▽
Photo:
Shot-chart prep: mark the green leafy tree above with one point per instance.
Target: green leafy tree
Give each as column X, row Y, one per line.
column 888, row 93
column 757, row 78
△
▽
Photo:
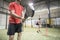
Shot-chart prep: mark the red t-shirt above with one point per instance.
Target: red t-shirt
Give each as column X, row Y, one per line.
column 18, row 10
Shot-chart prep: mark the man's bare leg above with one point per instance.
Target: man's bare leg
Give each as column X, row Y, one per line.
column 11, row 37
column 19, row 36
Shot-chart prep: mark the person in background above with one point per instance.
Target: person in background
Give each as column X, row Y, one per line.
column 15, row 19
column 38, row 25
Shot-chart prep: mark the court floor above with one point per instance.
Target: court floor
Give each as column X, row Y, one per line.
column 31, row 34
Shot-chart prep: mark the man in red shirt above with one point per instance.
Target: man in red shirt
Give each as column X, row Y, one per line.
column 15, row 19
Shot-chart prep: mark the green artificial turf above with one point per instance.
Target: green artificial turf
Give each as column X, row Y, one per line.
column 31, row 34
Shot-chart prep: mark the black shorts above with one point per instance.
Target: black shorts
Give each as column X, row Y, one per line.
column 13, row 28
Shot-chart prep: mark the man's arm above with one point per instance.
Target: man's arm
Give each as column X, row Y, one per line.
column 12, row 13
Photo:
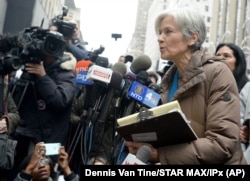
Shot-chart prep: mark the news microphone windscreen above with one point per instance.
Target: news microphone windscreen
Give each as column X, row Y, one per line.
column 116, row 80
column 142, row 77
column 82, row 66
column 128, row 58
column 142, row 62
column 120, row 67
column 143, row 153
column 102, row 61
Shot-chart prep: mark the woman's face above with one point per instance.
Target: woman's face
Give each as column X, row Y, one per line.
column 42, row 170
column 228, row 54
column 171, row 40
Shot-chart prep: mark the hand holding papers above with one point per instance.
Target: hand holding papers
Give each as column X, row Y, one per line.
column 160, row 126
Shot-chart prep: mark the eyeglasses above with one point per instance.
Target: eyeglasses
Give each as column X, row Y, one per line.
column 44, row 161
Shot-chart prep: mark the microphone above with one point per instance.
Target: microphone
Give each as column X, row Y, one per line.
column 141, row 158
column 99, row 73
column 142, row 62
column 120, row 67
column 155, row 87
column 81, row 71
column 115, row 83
△
Assigned task →
In the material above, find the line containing "Shot-chart prep: mark the news" and the line containing "Target: eyeglasses", then write out exactly those two lines and every line between them, and nothing more.

Reply →
Shot-chart prep: mark the news microphone windscreen above with one point per instance.
Target: news microphone windscreen
Give each as column X, row Y, one per line.
column 116, row 80
column 142, row 77
column 82, row 66
column 128, row 58
column 142, row 62
column 120, row 67
column 143, row 153
column 102, row 61
Shot-chart prep: mark the woman's face above with one point per instance.
Target: woman's face
Give each as column X, row Y, one per line.
column 42, row 170
column 228, row 54
column 171, row 40
Shot-chart prep: mark the hand holding papers above with one point per instance.
Target: hand holding papers
Give each as column X, row Y, one per line.
column 160, row 126
Shot-chart prep: mark the eyeglasses above with one point per instance.
Target: eyeglasses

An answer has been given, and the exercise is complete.